> **What the task requires**: Please rewrite the entries from the line containing "Where can you see the white baseboard" through the end of the entries, requests included, and shift every point coordinate in the answers by -149.

[Start Material for this task]

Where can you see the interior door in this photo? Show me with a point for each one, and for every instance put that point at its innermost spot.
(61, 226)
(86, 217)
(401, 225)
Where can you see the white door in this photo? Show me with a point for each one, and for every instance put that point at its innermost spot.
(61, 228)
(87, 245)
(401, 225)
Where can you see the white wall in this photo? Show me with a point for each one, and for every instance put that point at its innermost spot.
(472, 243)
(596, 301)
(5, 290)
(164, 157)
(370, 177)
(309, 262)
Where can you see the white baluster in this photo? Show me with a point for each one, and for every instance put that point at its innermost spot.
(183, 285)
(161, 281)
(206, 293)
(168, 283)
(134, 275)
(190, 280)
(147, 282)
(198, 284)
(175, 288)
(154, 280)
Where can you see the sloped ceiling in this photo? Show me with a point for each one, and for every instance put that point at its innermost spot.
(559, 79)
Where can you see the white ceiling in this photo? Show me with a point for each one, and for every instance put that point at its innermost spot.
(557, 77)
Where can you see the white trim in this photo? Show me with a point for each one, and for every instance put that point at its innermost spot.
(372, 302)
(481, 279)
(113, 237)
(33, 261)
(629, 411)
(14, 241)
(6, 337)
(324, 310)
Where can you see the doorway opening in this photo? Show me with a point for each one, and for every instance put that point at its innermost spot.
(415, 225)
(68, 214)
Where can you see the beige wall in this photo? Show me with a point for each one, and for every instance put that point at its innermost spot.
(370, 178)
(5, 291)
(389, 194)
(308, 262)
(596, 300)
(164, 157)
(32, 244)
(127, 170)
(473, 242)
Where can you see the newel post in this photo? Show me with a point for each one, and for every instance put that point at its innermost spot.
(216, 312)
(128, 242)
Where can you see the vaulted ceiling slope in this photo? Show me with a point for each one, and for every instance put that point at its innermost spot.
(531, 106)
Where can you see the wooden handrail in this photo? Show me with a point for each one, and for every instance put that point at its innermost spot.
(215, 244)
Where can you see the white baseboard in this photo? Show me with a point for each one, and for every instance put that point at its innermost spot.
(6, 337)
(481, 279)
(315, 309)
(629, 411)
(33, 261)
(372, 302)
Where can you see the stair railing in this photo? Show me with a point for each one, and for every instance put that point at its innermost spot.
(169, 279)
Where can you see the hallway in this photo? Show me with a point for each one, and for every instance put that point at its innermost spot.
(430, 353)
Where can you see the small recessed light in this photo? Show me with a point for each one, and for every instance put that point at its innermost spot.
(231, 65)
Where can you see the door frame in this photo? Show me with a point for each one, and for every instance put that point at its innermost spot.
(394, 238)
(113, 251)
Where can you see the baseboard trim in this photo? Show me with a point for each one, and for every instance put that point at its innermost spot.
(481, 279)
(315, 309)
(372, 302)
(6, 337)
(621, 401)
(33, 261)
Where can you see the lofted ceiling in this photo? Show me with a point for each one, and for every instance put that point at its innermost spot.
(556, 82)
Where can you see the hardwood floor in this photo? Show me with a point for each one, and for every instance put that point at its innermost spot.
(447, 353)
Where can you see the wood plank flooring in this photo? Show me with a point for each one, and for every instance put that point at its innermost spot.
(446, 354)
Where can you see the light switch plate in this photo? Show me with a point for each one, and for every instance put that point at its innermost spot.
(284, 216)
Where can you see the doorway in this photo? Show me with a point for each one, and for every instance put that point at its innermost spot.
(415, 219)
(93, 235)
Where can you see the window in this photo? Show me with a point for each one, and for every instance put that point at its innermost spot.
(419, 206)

[End Material for this task]

> **Exercise result**:
Where can you see the white baseboard in this photo? Show me with a point for each one, and for every instance put that point at its innermost spot.
(-143, 188)
(332, 130)
(166, 160)
(480, 262)
(-116, 112)
(223, 153)
Where can you see the stair railing in this photo? Show me with a point for each one, and for every instance put that point at its innermost spot.
(20, 130)
Where can you see the hallway in this photo? Show me with a point for each one, and for every instance put that point at its innermost spot.
(281, 204)
Where can you see the small recessed light in this photo? Show me with a point for each one, and for every instance put that point at its innermost spot.
(82, -84)
Where can you see the door frame in this photo? Show me with a point for each one, and for every instance put that point at its innermost spot.
(245, 89)
(-36, 102)
Where can you see the baseboard trim in this photo? Show me with a point for each one, and for every instance put that point at its innermost spot.
(332, 130)
(166, 160)
(223, 153)
(-143, 188)
(472, 252)
(-116, 112)
Where can you see the lofted ceiling in this photo? Show me with a point for each one, and for every instance put that point at its innermost spot.
(407, -67)
Where can you see the hardwood floor in this photo? Show me with a point for each one, and for every instance put that point at its innermost spot.
(298, 204)
Where can you see the wood plank flooring in this photo? Show me with a point for each one, and for every instance put that point at its innermost spot.
(297, 205)
Where can you see the light switch plate in this photo? Show me with a point for each one, and for every instance put that point at its innermost spot.
(135, 67)
Where can you see the doorway in this photo? Show me with a point for each one, and for every instance put that point at its innermost spot.
(266, 70)
(-56, 86)
Where can you see the window in this photo? Show me with a point for each one, and for every instance put that point at its innermost spot.
(270, 57)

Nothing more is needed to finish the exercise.